#### WHAT TO WORK ON
All entries below must be output word for word, and the pictures left behind.

DATA SHOWN Start Marker

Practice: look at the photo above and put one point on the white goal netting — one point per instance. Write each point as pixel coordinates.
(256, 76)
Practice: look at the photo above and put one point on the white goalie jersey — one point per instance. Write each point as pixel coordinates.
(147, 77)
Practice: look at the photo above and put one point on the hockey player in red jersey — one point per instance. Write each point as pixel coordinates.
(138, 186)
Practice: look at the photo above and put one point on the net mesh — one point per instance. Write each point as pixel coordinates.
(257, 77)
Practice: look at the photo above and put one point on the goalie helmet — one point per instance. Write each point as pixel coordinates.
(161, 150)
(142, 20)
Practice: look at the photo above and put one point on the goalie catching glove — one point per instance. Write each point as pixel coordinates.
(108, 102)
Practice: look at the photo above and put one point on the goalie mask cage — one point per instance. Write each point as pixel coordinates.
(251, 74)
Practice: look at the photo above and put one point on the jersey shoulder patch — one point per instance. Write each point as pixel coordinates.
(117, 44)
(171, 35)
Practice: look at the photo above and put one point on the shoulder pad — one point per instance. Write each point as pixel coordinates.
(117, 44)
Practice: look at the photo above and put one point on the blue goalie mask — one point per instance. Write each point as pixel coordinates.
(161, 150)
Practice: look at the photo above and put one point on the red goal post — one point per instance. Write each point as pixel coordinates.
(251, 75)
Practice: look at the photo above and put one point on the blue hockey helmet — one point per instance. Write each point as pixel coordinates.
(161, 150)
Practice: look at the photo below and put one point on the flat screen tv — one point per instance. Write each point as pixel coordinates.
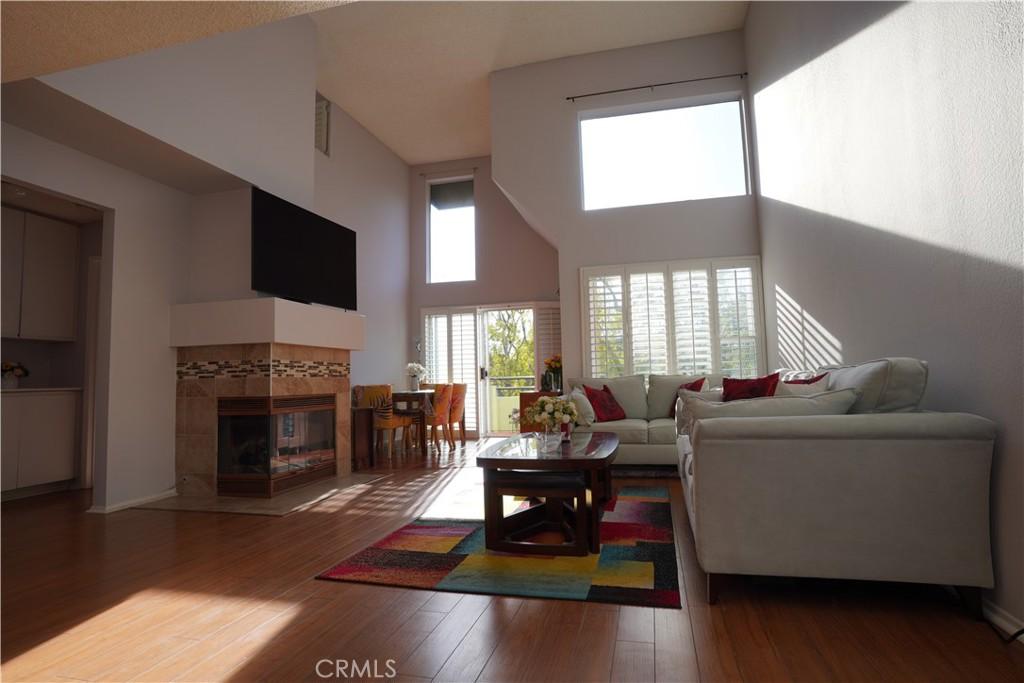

DATA SHOWN End Marker

#### ANSWER TO THIS PROBLEM
Practice: look at the photo above and put one point on the white goal netting — one point per instance. Write each point as pixel coordinates.
(256, 76)
Practice: look at the photo above and put one point on the white goalie jersey — one point per instance. Write each point as pixel coordinates.
(147, 77)
Practice: look at the photo above and put one point on the hockey player in red jersey — one point per instance. Write each point as pixel coordinates.
(138, 186)
Practice: look at the photo above and put one point on the net mesh — one point per instance. Write each point as pixel coordinates.
(257, 77)
Practice: look at the photo above and put one point on the goalie helmet — one point per instance. Write each point as pixel coordinates.
(161, 150)
(142, 20)
Practice: look at the photo above and put one point on the goalie catching glove — one point per instance. Write each point as pixel coordinates.
(108, 102)
Practice: look at the photo above and put one point on the goalie mask cage — one point per instance. Write each point as pixel coordinates.
(251, 74)
Practice: look at the photo above and put one point on the jersey shoulder patch — one point per instance. Write each point as pixel coordinates.
(117, 44)
(171, 35)
Practice: look at the photo above and put one point on the shoulder pad — one point per instance. Write each point as pixel coordinates.
(117, 44)
Practice: look at the photo above and put one point on the blue goalie mask — one point per instance. Write each point as pixel coordinates.
(161, 150)
Practice: look at the photo above and put one point on the red goal post — one point per instance. Write each point as pixel coordinates.
(251, 75)
Practice: look at the photo above and put one point on the blue hockey helmet — one point per instance. Write each point as pixel coordinates.
(161, 150)
Practice: look at the photo below and put one point on the flat screen tv — one point per instance. Write each point as pixel coordinates.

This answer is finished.